Ahh, ok, that's what you were getting at.  Every time I look at
"alloc_set_aside" I have to figure out what that /really/ does, and I
think "agfl_bmap_setaside" (or even "bmbt_split_setaside") is a better
hint to what this actually does.

--D

> Brian
> 
> > > > new xfs_alloc_set_aside() that combines the macro calculation with
> > > > ->m_allocbt_blks. Then the whole "set aside" concept is calculated and
> > > > documented in one place. Hm?
> > > 
> > > I think I'd rather call the new function xfs_fdblocks_avail() over
> > > reusing an existing name, because I fear that zapping an old function
> > > and replacing it with a new function with the same name will cause
> > > confusion for anyone backporting patches or reading code after an
> > > absence.
◇ ◇ ◇
| Your tasks |
a) Translate this sentence from the passage on naming the set-aside function into Spanish: "Ahh, ok, that's what you were getting at."
b) In the passage on naming the set-aside function, rewrite the part between "Ahh, ok, that's" and "this actually does.", inclusive, changing "hint" to "clue".
c) Extend the passage on naming the set-aside function, picking up right after its last sentence.
The material after this passage is not needed.

| Data segment |
◇ ◇ ◇
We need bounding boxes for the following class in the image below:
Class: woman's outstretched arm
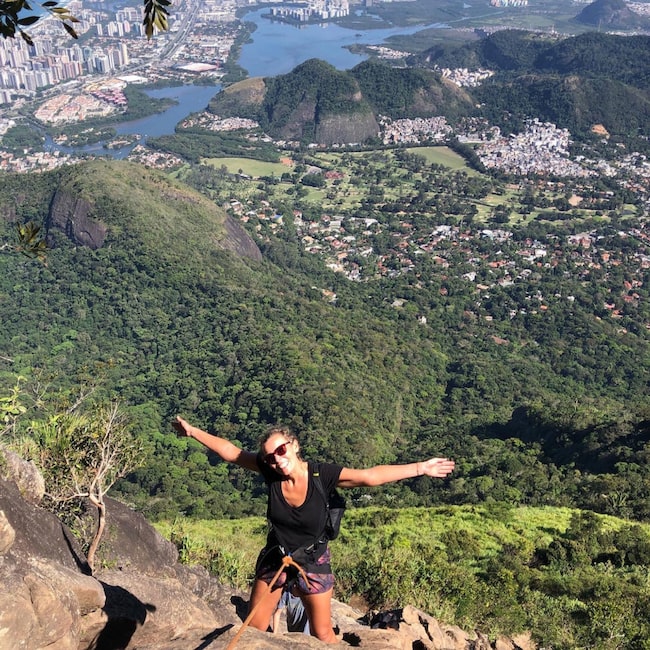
[337,458,454,488]
[172,416,259,472]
◇ ◇ ◇
| Task results |
a) Ah, vale, eso es lo que querías decir.

b)
Ahh, ok, that's what you were getting at.  Every time I look at
"alloc_set_aside" I have to figure out what that /really/ does, and I
think "agfl_bmap_setaside" (or even "bmbt_split_setaside") is a better
clue to what this actually does.

c)
> > > 
> > > Also the only reason we have a mount variable and a function (instead of
> > > a macro) is that Dave asked me to change the codebase away from the
> > > XFS_ALLOC_AG_MAX_USABLE/XFS_ALLOC_SET_ASIDE macros as part of merging
> > > reflink.
> > 
> > Yeah, macros wrapping a variable or repeated constant calculation
> > are bad, and it's something we've been cleaning up for a long
> > time...
> > 
> > Cheers,
> > 
> > Dave.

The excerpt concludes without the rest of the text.